* _Цитируемый отрывок_
+---+
Оба арестанта сошлись на мысли, что европейская революция 1848–1849 годов потерпела поражение только потому, что ее не мог возглавить человек, в ком бы соединились активность и твердость воли с критическим пониманием истории и современности. Вождем революции мог бы стать только «величайший философ духа и подлиннейший пролетарий». По свидетельству другого немецкого заключенного революционера, Бакунин вообще считался в тюрьме самым опасным из всех арестантов, и ему даже приписывались «сверхчеловеческие силы». Несмотря на внешнюю неприступность крепости Кенигштейн, охрана симпатизировала узникам, некоторые из солдат выражали даже готовность освободить революционеров или помочь им бежать. Настроение гарнизона не было секретом для начальства, поэтому вскоре караул поголовно заменили более надежными стражниками.

14 января 1850 года саксонский суд вынес смертный приговор руководителям Дрезденского восстания — Бакунину, Гейбнеру и Рекелю. Все трое приговаривались к расстрелу. Такое решение по-своему даже удовлетворило Михаила: всё кончится в считанные мгновения и ему не придется остаток жизни проводить в каменном мешке («живой могиле», как он сам выражался) безо всякой надежды на освобождение. Он написал Матильде Рейхель: «<…>Итак, Вы уже знаете, что я приговорен к смерти. Теперь я должен сказать Вам в утешение, что меня уверили, будто приговор будет смягчен, то есть заменен пожизненною тюрьмою или столь же продолжительным заключением в крепости. Я говорю “Вам в утешение”, потому что для меня это — не утешение. Смерть была бы мне куда милее. Право, без фраз, положа руку на сердце, я в тысячу раз предпочитаю смерть. Каково всю жизнь прясть шерсть или сидеть в одиночестве, в бездействии, никому ненужным в крепости за решеткой, просыпаясь каждый день с сознанием, что ты заживо погребен и что впереди еще бесконечный ряд таких безотрадных дней! Напротив, смерть — только один неприятный момент, к тому же последний, момент, которого никому не избежать, наступает ли он с церемониями, с законными заклинаниями, трубами и литаврами, или захватывает человека неожиданно в постели. Для меня смерть была бы истинным освобождением. Уже много лет нет у меня большой охоты к жизни. Я жил из чувства долга, смерть же освобождает как от всякого долга, так и от ответственности. Я вправе желать смерти, так как ничья жизнь не связана неразрывно с моею…»

Друзья уже мысленно попрощались с приговоренным к смерти. Вагнер, сумевший выехать из Швейцарии во Францию, переправил Бакунину и другому осужденному — Рекелю — трогательное письмо: «Дорогие друзья! Пишу не затем, чтобы говорить слова утешения, так как знаю, что в утешении вы не нуждаетесь. До меня только что дошло известие, что король Саксонский утвердил смертный приговор над вами, — и я хочу доставить вам некоторую радость, хочу послать вам мой горячий братский привет. Но я далеко от вас. С отчаянием думаю о том, что эти строки, может быть, до вас не дойдут. Желаю только одного, чтобы они застали вас в живых.
+---+
* _Листинг для обработки_
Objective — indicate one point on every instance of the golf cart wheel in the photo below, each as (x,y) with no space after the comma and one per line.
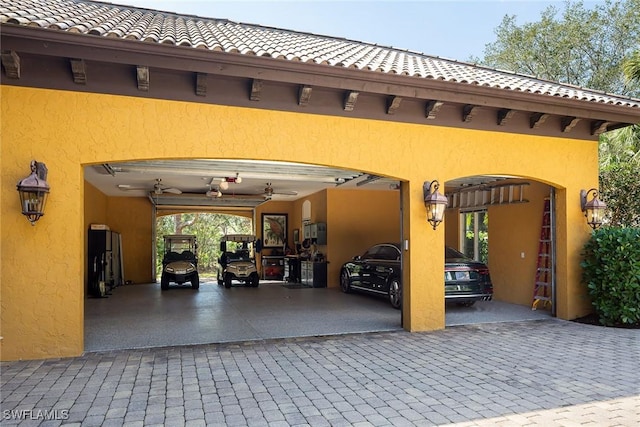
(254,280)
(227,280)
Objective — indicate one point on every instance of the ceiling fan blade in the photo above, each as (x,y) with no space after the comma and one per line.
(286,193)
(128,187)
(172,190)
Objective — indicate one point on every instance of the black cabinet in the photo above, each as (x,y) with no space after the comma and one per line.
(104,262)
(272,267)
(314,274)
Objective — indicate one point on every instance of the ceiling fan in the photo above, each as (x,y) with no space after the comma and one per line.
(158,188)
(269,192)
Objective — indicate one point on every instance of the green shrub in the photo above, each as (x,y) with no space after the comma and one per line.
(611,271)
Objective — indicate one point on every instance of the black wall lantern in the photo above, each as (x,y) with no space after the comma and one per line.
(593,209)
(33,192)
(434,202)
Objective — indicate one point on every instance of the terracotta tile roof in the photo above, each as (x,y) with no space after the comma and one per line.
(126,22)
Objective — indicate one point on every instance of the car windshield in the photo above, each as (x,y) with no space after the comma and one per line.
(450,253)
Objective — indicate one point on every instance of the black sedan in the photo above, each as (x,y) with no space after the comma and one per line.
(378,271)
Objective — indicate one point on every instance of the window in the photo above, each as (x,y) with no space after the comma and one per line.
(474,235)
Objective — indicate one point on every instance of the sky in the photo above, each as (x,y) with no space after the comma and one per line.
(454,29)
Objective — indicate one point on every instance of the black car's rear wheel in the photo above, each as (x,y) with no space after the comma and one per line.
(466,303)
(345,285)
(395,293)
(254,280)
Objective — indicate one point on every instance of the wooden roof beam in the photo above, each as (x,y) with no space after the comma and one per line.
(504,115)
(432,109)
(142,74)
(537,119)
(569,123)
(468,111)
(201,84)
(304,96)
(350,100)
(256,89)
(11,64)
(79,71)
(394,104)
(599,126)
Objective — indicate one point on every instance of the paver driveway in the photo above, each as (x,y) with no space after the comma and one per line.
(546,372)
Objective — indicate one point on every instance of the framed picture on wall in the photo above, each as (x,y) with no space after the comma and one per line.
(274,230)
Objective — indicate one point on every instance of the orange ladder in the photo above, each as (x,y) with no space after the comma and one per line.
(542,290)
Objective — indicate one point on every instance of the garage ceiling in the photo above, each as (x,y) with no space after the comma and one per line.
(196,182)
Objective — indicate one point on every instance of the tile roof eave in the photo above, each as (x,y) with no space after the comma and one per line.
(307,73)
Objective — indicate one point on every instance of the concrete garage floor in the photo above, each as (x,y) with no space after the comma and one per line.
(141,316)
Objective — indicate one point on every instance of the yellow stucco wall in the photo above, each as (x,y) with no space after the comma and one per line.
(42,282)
+---+
* _Набор заданий_
1 > Повторите без изменений строки листинга, начиная со строки, где есть «Objective — indicate one point on every instance of the yellow», и до последней строки листинга включительно.
2 > Напишите продолжение отрывка о приговоре Бакунину, начав сразу после его последнего предложения.

* _Итоговые результаты_
1 >
Objective — indicate one point on every instance of the yellow stucco wall in the photo above, each as (x,y) with no space after the comma and one per line.
(42,282)

2 >
Во сне и наяву — всегда вы были и оставались мне близки и дороги: в обаянии силы и страданий, достойные одновременно зависти и слез. Теперь пишу вам, готовым принять удар от руки того палача, за человеческое достоинство которого вы боролись. Братья, я хочу признаться в своем малодушии: из любви к вам я мечтал о том, чтобы вам даровали жизнь. Теперь я понял: величию и мощи вашей соответствует жестокий жребий, уготованный для вас врагами. Ваша сила и смелость принудили их решиться на самые отчаянные шаги. Этим они выдали свое преклонение перед вами. Вы вправе гордиться собой. Дорогие братья! Что казалось нам самым необходимым для того, чтобы люди могли переродиться в настоящих людей? Необходимо, чтобы нужда заставила их стать героями. И мы видим теперь перед собой двух таких героев, которые, влекомые святой потребностью любви к людям, поднялись до радости истинного мужества! Привет вам, дорогие! Вы показываете нам, чем могли бы быть мы все. Умрите с радостным чувством того значения, которое вы приобрели для нас.

Позвольте мне, вашему далекому другу, прибавить одну каплю сладости к той священной и торжественной чаше, которую вам предстоит испить. Хочу сообщить вам, что окруженный заботой, возвышенной дружбой и любовью, свободный и бодрый, взираю я теперь на будущее и, окрыленный новыми силами, работаю над тем же делом, за которое вы, герои, отдаете сейчас свою жизнь. Мой Михаил, мой Август! Милые, дорогие, незабвенные братья! Вы будете жить! Слух о вас все шире и шире распространится среди людей, и имена ваши станут символом любви и блаженства для будущего человечества. Примите же смерть, окруженные удивлением, поклонением и — любовью! Если суждено мне испытать невыразимое счастье получить от вас последний привет, — вы знаете, где найти меня… Только бы это письмо дошло до вас, ибо не сомневаюсь, что вы исполните мое горячее желание.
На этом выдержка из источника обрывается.